▸ **Text**
>>
Fisheye churchThis is the penultimate post in our ongoing survey of the final chapters of Tom Wright’s Simply Jesus (full review here; click here to link to all posts in the series).

Let’s jump right in with today’s quote from the final chapter of Simply Jesus:

The church is not supposed to be a society of perfect people doing great work. It’s a society of forgiven sinners repaying their unpayable debt of love by working for Jesus’ kingdom in every way they can, knowing themselves to be unworthy of the task. The moment any Christian, particularly any Christian leader, forgets that — the moment any of us imagine that we are automatically special or above the dangers and temptations that afflict ordinary mortals — that is the moment when we are in gravest danger. Peter’s disastrous, humiliating crash came an hour or two after he had declared that he would follow Jesus to prison and even to death.

— Tom Wright, Simply Jesus

You might well read the above paragraph and think it says nothing that isn’t perfectly obvious. However, there is a big implication for the church.

If you asked many non-religious folks their opinion of Christians, you would undoubtedly get a wide range of answers. However, a good chunk of those answers would surely be along the lines that Christians are a bunch of holier-than-thou do-gooders, people who consider themselves morally a cut above the average Joe or Jane and who spend their lives looking down their noses at the moral inadequacy of those not so enlightened as they are. This view may appear to be based on a caricature, but it’s the view that a lot of people hold, and one has to assume that they mostly have at least some reason for holding it.
<<
▸ **Directions for this task**
Pick up the blog post on the church as a society of forgiven sinners after its final sentence and keep writing it in the same voice.

▸ **Extracted information**
>>
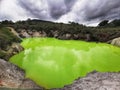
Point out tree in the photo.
[98,20,109,26]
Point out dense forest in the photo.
[0,19,120,42]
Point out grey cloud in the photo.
[84,0,120,20]
[0,0,120,23]
[19,0,76,19]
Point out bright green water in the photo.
[10,38,120,89]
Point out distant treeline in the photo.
[0,19,120,42]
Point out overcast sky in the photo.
[0,0,120,25]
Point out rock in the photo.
[0,59,120,90]
[111,37,120,47]
[53,72,120,90]
[0,59,42,90]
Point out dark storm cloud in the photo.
[19,0,49,20]
[84,0,120,20]
[0,0,120,24]
[19,0,76,19]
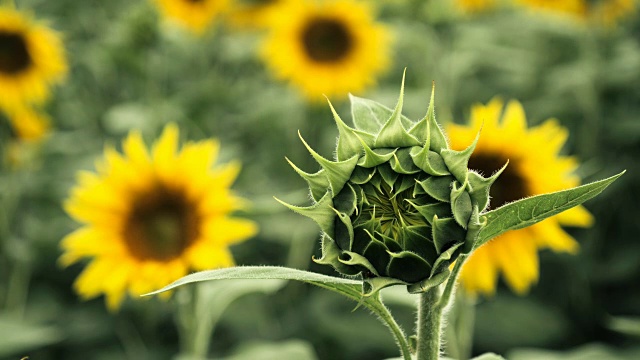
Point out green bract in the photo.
[283,76,504,294]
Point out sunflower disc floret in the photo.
[285,76,506,294]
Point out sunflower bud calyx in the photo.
[283,74,506,295]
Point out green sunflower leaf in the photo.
[349,94,412,135]
[143,266,409,359]
[143,266,362,301]
[474,170,626,248]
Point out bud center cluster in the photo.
[361,182,425,244]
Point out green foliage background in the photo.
[0,0,640,360]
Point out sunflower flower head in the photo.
[60,125,257,309]
[262,0,391,101]
[278,76,498,294]
[153,0,230,35]
[447,98,593,295]
[0,6,67,111]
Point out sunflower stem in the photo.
[416,286,442,360]
[437,255,467,311]
[376,296,411,360]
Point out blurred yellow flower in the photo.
[591,0,638,26]
[455,0,496,13]
[153,0,230,35]
[7,106,51,141]
[229,0,284,29]
[0,7,67,111]
[262,0,391,100]
[447,98,593,295]
[60,125,257,309]
[517,0,637,26]
[516,0,587,17]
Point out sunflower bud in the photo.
[283,75,506,294]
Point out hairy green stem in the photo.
[416,286,442,360]
[437,255,468,311]
[375,296,411,360]
[313,282,413,360]
[416,255,467,360]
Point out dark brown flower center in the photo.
[0,32,31,74]
[123,186,201,261]
[469,154,533,209]
[302,18,353,62]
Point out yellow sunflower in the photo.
[153,0,230,35]
[447,98,593,295]
[0,7,67,111]
[60,125,257,309]
[7,106,51,141]
[262,0,391,100]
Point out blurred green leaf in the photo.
[507,344,640,360]
[475,171,625,248]
[0,315,62,358]
[606,316,640,337]
[225,340,318,360]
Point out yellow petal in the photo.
[460,242,498,295]
[555,205,595,227]
[493,229,538,294]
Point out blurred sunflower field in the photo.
[0,0,640,360]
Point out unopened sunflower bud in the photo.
[278,74,506,294]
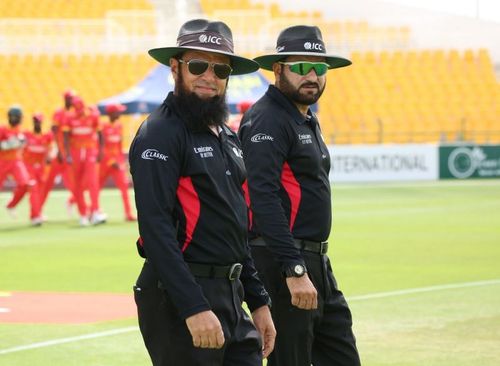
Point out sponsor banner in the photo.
[439,145,500,179]
[328,144,439,182]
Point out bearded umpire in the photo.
[130,19,275,366]
[240,25,360,366]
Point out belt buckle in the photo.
[319,241,328,254]
[228,263,243,281]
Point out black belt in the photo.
[249,237,328,254]
[186,262,243,281]
[146,259,243,287]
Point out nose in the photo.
[201,65,217,80]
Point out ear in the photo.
[169,57,179,82]
[273,62,283,84]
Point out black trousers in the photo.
[251,247,361,366]
[134,263,262,366]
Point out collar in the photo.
[266,85,314,125]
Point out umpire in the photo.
[239,25,360,366]
[130,19,276,366]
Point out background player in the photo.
[42,90,76,210]
[63,96,106,226]
[99,104,136,221]
[0,106,32,217]
[23,113,53,226]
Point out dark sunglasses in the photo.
[179,59,233,79]
[280,61,330,76]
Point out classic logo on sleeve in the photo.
[299,133,312,145]
[193,146,214,159]
[141,149,168,161]
[250,133,274,142]
[233,146,243,159]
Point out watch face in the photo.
[293,264,304,276]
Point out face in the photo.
[170,51,229,99]
[64,95,73,109]
[273,56,326,106]
[108,111,121,123]
[33,118,42,132]
[8,113,23,127]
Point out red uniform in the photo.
[63,108,100,217]
[23,132,53,219]
[0,126,32,209]
[99,121,135,220]
[41,108,73,206]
<<
▸ **Answer for the task**
Jesus spent his time hanging out with people who were transparently bad and/or messed up in a variety of ways. When he was referred to as the “friend of sinners”, this was not a compliment. Furthermore, the twelve men he chose to be his closest associates and into whom he poured his life and teaching were a motley band of liars, hot-heads, deniers and betrayers.

And so we seemingly have a major disconnect. On the one hand, the Jesus of first century Palestine kept community with all manner of social misfits, outcasts and ne’er-do-wells; on the other hand; the community of Jesus in the twenty-first century (the church) is largely seen as being made up of self-important morality police.